**SOURCE DATA**
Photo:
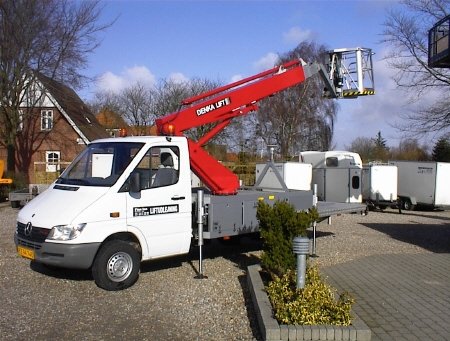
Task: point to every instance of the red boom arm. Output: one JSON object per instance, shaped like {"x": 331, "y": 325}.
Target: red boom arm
{"x": 220, "y": 106}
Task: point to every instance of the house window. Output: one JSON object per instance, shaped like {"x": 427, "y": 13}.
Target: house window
{"x": 52, "y": 159}
{"x": 46, "y": 119}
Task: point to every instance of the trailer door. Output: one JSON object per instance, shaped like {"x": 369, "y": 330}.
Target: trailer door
{"x": 442, "y": 196}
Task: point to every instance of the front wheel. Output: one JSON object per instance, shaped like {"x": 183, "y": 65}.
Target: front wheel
{"x": 116, "y": 266}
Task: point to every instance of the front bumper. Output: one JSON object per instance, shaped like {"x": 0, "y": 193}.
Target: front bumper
{"x": 75, "y": 256}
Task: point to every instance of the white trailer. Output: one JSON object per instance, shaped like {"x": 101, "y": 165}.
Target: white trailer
{"x": 423, "y": 183}
{"x": 379, "y": 185}
{"x": 337, "y": 175}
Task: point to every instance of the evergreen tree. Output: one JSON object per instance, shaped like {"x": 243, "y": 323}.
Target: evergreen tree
{"x": 441, "y": 150}
{"x": 381, "y": 150}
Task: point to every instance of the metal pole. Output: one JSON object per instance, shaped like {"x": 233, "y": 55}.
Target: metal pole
{"x": 300, "y": 246}
{"x": 200, "y": 213}
{"x": 314, "y": 222}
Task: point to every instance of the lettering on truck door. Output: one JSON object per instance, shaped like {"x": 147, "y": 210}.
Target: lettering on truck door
{"x": 160, "y": 210}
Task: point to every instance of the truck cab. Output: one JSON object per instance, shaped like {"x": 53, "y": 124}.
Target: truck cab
{"x": 133, "y": 193}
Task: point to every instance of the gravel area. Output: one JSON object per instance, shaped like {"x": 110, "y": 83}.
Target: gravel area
{"x": 167, "y": 302}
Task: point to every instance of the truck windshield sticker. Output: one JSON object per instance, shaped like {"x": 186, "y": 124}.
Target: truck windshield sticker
{"x": 152, "y": 210}
{"x": 424, "y": 170}
{"x": 213, "y": 106}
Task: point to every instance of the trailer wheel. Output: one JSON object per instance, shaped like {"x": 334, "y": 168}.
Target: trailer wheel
{"x": 116, "y": 266}
{"x": 407, "y": 205}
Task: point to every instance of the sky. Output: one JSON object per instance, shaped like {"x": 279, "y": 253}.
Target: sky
{"x": 229, "y": 40}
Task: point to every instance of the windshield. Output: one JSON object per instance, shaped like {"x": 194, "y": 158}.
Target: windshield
{"x": 100, "y": 164}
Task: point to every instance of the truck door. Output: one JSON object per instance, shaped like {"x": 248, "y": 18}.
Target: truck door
{"x": 161, "y": 210}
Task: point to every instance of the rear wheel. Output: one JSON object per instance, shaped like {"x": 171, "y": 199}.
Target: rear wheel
{"x": 116, "y": 266}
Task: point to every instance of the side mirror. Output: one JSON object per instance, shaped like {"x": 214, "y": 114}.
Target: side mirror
{"x": 135, "y": 182}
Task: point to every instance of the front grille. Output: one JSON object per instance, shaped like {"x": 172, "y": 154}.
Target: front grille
{"x": 37, "y": 235}
{"x": 28, "y": 244}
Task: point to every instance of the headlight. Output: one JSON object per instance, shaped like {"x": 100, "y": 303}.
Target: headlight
{"x": 65, "y": 232}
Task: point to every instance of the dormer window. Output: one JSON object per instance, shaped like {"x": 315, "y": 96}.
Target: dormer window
{"x": 46, "y": 119}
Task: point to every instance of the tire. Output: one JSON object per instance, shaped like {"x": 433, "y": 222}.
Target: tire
{"x": 407, "y": 205}
{"x": 116, "y": 266}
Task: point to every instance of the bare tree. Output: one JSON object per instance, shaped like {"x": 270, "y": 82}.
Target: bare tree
{"x": 405, "y": 30}
{"x": 364, "y": 146}
{"x": 299, "y": 118}
{"x": 49, "y": 37}
{"x": 410, "y": 149}
{"x": 138, "y": 105}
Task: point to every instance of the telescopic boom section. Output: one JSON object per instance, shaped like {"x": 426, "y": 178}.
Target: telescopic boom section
{"x": 219, "y": 107}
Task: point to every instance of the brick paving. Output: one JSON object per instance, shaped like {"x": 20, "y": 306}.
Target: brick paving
{"x": 399, "y": 296}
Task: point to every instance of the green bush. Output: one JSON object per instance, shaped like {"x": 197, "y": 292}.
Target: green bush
{"x": 278, "y": 225}
{"x": 314, "y": 304}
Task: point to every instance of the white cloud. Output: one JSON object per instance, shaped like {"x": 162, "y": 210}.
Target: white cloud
{"x": 296, "y": 35}
{"x": 110, "y": 82}
{"x": 178, "y": 77}
{"x": 266, "y": 62}
{"x": 236, "y": 78}
{"x": 365, "y": 116}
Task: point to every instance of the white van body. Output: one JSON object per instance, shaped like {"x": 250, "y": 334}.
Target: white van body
{"x": 337, "y": 175}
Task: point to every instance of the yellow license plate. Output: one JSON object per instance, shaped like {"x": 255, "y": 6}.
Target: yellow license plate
{"x": 26, "y": 253}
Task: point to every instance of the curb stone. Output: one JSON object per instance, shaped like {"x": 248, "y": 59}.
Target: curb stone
{"x": 271, "y": 330}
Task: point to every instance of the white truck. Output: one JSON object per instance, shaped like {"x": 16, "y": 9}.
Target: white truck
{"x": 379, "y": 185}
{"x": 337, "y": 175}
{"x": 129, "y": 199}
{"x": 422, "y": 183}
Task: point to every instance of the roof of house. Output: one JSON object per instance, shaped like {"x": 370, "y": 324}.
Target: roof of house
{"x": 74, "y": 109}
{"x": 110, "y": 119}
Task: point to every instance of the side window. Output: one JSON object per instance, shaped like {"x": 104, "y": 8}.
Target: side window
{"x": 52, "y": 159}
{"x": 355, "y": 182}
{"x": 159, "y": 167}
{"x": 332, "y": 162}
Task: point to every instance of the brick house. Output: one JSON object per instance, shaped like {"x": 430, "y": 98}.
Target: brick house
{"x": 52, "y": 133}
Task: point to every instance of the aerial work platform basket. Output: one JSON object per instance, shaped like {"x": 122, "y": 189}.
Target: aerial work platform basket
{"x": 439, "y": 44}
{"x": 351, "y": 71}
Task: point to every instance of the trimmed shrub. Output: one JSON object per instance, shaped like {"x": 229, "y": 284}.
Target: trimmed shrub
{"x": 315, "y": 304}
{"x": 278, "y": 225}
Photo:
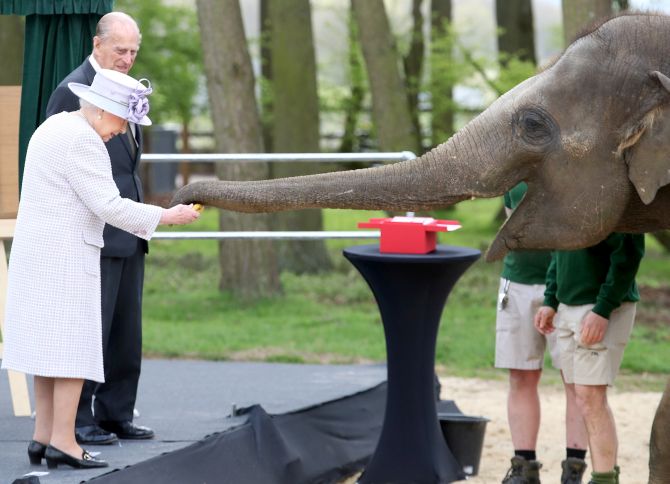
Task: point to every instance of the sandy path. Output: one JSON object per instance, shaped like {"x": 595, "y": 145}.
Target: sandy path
{"x": 633, "y": 411}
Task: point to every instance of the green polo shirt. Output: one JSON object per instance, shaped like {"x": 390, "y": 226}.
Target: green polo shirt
{"x": 524, "y": 266}
{"x": 603, "y": 275}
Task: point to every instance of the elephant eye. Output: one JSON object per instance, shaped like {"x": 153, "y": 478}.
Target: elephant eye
{"x": 535, "y": 126}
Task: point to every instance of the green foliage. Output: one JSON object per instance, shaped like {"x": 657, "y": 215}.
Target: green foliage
{"x": 333, "y": 317}
{"x": 170, "y": 56}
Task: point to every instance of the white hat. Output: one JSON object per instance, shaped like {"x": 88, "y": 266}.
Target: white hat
{"x": 118, "y": 94}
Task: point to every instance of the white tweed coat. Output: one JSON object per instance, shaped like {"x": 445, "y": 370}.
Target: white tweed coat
{"x": 53, "y": 325}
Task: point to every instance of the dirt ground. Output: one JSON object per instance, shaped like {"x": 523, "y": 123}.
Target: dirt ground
{"x": 633, "y": 411}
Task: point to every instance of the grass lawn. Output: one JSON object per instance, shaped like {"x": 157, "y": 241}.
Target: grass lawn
{"x": 332, "y": 317}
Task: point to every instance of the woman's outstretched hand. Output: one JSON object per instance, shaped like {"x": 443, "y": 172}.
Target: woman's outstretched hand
{"x": 179, "y": 215}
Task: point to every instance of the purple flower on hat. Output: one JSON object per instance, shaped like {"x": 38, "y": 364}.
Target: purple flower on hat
{"x": 138, "y": 104}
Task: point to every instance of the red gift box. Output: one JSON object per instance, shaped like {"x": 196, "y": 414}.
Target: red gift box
{"x": 409, "y": 235}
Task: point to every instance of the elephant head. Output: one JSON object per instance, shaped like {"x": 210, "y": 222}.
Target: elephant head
{"x": 589, "y": 135}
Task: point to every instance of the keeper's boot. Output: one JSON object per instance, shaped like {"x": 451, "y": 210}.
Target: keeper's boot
{"x": 611, "y": 477}
{"x": 523, "y": 471}
{"x": 573, "y": 470}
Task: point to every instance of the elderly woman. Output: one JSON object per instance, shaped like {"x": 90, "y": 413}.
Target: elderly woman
{"x": 53, "y": 321}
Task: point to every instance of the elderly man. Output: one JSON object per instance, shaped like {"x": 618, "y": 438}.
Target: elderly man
{"x": 110, "y": 415}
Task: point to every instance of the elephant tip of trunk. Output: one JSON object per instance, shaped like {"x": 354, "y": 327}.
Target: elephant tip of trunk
{"x": 497, "y": 250}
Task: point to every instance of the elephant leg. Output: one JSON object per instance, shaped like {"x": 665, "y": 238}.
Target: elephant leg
{"x": 659, "y": 446}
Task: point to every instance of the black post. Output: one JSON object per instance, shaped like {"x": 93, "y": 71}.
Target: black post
{"x": 411, "y": 291}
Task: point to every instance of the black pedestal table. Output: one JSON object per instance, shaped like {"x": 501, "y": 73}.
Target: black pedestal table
{"x": 411, "y": 291}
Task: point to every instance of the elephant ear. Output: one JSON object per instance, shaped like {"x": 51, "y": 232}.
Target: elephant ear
{"x": 649, "y": 159}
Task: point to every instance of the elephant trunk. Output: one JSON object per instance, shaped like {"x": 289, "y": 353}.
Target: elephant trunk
{"x": 458, "y": 169}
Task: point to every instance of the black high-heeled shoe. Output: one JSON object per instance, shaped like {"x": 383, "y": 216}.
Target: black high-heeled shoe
{"x": 87, "y": 461}
{"x": 36, "y": 452}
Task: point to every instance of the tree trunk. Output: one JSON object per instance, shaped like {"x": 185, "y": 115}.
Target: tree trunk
{"x": 390, "y": 109}
{"x": 441, "y": 85}
{"x": 11, "y": 40}
{"x": 354, "y": 104}
{"x": 515, "y": 29}
{"x": 413, "y": 63}
{"x": 249, "y": 267}
{"x": 295, "y": 125}
{"x": 579, "y": 14}
{"x": 266, "y": 75}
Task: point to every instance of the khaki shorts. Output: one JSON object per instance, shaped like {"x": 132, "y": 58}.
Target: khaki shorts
{"x": 519, "y": 345}
{"x": 597, "y": 364}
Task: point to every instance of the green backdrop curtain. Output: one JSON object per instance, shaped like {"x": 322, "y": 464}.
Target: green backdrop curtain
{"x": 58, "y": 37}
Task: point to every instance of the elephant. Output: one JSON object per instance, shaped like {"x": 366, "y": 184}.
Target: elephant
{"x": 589, "y": 134}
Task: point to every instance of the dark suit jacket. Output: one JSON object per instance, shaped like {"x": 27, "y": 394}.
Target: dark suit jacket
{"x": 118, "y": 243}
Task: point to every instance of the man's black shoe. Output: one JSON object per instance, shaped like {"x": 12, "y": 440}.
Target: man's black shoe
{"x": 94, "y": 435}
{"x": 128, "y": 430}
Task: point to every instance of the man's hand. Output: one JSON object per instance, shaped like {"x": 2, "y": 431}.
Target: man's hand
{"x": 593, "y": 328}
{"x": 544, "y": 319}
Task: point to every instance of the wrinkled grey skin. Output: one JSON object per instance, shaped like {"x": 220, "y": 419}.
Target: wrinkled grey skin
{"x": 590, "y": 135}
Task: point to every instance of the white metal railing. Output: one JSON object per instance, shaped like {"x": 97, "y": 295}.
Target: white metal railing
{"x": 278, "y": 157}
{"x": 274, "y": 158}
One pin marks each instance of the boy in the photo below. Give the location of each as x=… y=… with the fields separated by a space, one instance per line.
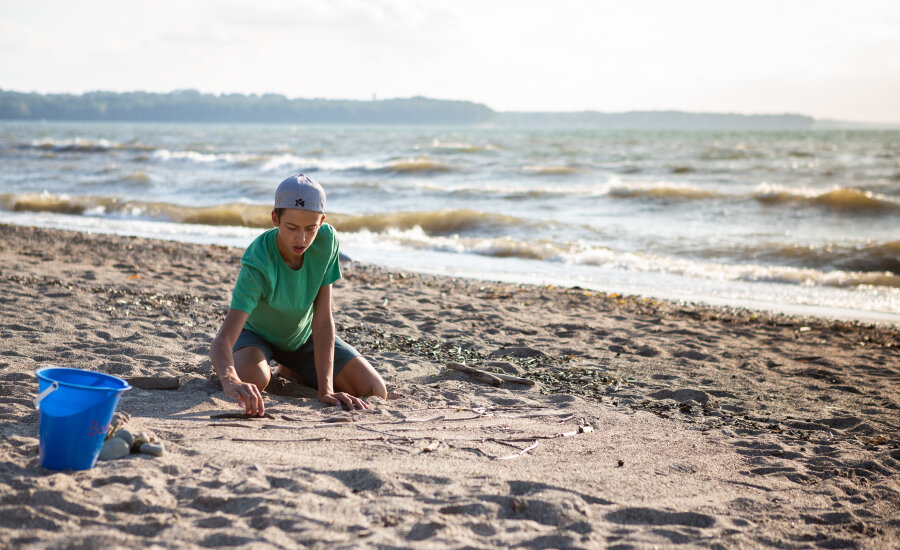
x=281 y=309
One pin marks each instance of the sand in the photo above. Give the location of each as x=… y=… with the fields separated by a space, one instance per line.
x=655 y=424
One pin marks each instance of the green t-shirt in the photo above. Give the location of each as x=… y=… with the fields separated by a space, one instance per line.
x=278 y=298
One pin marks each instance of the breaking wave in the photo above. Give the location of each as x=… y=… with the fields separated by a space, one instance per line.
x=836 y=198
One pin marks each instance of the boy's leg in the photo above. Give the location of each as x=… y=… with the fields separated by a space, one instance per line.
x=251 y=366
x=359 y=378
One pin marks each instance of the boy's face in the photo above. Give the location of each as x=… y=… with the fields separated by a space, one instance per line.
x=297 y=229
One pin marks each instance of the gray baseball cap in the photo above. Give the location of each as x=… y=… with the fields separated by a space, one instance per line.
x=300 y=192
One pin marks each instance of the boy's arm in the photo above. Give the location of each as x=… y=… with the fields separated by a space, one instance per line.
x=220 y=354
x=323 y=349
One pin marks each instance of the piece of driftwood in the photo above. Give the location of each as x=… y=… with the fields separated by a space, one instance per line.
x=230 y=425
x=312 y=427
x=330 y=419
x=476 y=374
x=493 y=378
x=255 y=440
x=389 y=434
x=154 y=382
x=241 y=416
x=406 y=421
x=520 y=453
x=516 y=379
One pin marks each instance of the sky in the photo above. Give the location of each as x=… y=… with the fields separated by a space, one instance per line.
x=828 y=59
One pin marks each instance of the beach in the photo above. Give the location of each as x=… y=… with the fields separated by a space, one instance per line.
x=650 y=424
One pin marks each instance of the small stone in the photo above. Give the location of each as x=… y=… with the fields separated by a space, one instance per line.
x=119 y=420
x=140 y=438
x=125 y=435
x=154 y=448
x=114 y=448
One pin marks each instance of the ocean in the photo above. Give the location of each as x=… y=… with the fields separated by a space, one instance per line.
x=800 y=222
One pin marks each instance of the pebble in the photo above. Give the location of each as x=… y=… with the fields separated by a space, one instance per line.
x=114 y=448
x=154 y=448
x=140 y=438
x=125 y=435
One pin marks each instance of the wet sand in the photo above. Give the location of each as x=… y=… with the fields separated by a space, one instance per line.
x=650 y=423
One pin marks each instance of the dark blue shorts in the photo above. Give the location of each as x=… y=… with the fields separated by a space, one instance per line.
x=301 y=361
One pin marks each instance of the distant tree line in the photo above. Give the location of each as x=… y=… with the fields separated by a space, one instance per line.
x=193 y=106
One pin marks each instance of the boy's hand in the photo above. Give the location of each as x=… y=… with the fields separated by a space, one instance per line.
x=246 y=395
x=346 y=400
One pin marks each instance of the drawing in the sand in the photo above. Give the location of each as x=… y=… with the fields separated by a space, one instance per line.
x=281 y=310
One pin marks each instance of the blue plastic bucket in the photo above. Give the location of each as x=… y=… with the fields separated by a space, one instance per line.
x=76 y=408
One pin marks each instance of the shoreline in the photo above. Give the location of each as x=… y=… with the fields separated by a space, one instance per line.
x=235 y=235
x=711 y=426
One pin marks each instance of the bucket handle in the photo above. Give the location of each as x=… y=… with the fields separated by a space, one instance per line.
x=50 y=389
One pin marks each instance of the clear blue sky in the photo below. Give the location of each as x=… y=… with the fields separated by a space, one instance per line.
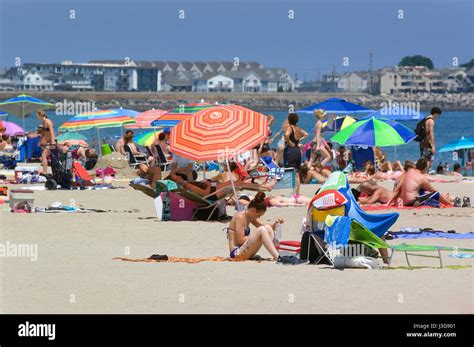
x=321 y=34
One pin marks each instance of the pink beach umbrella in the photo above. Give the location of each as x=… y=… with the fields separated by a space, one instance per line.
x=11 y=128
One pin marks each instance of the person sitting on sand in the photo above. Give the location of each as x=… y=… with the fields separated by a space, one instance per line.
x=243 y=244
x=374 y=192
x=456 y=170
x=343 y=157
x=278 y=201
x=213 y=190
x=310 y=176
x=415 y=188
x=383 y=165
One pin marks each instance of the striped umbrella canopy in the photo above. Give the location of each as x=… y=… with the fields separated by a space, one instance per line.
x=218 y=133
x=173 y=117
x=96 y=119
x=144 y=119
x=11 y=128
x=147 y=138
x=22 y=105
x=374 y=132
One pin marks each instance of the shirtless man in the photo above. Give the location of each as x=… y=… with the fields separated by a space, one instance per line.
x=375 y=193
x=414 y=188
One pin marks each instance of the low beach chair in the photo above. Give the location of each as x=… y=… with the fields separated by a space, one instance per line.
x=134 y=160
x=363 y=235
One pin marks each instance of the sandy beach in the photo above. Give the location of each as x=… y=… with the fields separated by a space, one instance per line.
x=75 y=271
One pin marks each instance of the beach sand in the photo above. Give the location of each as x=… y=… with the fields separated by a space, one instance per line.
x=75 y=271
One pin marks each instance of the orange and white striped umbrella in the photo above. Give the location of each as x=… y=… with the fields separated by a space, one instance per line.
x=218 y=133
x=144 y=119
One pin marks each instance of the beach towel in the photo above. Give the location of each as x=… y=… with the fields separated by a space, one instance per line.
x=169 y=259
x=385 y=207
x=430 y=234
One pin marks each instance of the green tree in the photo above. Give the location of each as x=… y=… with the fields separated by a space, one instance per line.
x=469 y=64
x=416 y=60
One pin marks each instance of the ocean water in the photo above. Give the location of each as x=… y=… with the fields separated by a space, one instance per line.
x=449 y=127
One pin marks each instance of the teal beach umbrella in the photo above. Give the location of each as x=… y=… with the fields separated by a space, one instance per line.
x=374 y=132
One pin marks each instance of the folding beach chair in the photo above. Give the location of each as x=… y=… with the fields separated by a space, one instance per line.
x=134 y=160
x=363 y=235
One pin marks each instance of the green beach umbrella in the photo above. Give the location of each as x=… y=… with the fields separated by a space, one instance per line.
x=374 y=132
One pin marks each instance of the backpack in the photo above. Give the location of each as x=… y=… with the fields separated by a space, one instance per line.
x=420 y=130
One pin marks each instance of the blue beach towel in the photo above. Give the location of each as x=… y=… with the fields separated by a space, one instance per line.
x=430 y=234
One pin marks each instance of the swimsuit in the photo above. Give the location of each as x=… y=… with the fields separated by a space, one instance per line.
x=233 y=253
x=292 y=154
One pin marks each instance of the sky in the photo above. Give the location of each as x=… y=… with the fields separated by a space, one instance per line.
x=306 y=36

**TASK PROMPT**
The response should be the lines from the one containing "One pin marks each instance of the green beach" through the last line of the data, set down exactly and with no other line.

**REPLY**
One pin marks each instance of the green beach umbrella in the photo above. Give the location of each as x=… y=… with the fields separated by a space, one instance per line.
x=374 y=132
One pin marks each instance of the backpack in the photo above. Give the location of each as x=… y=… with the fields separated by a space, one instance per line.
x=420 y=130
One pin marks each instance of the blue beach towel in the photo above. Give the location of each as x=… y=… with the fields separated by a space, one instance per line.
x=430 y=234
One pin marks each instance of the swimsuit in the photo above. Give the location of each as x=… y=… with the fields separated by a space, one instance per line.
x=233 y=253
x=292 y=154
One pin marks each instance of the sky in the photo above. Give the location of each as x=… y=… with the fields separated by a space, one instance per line.
x=306 y=36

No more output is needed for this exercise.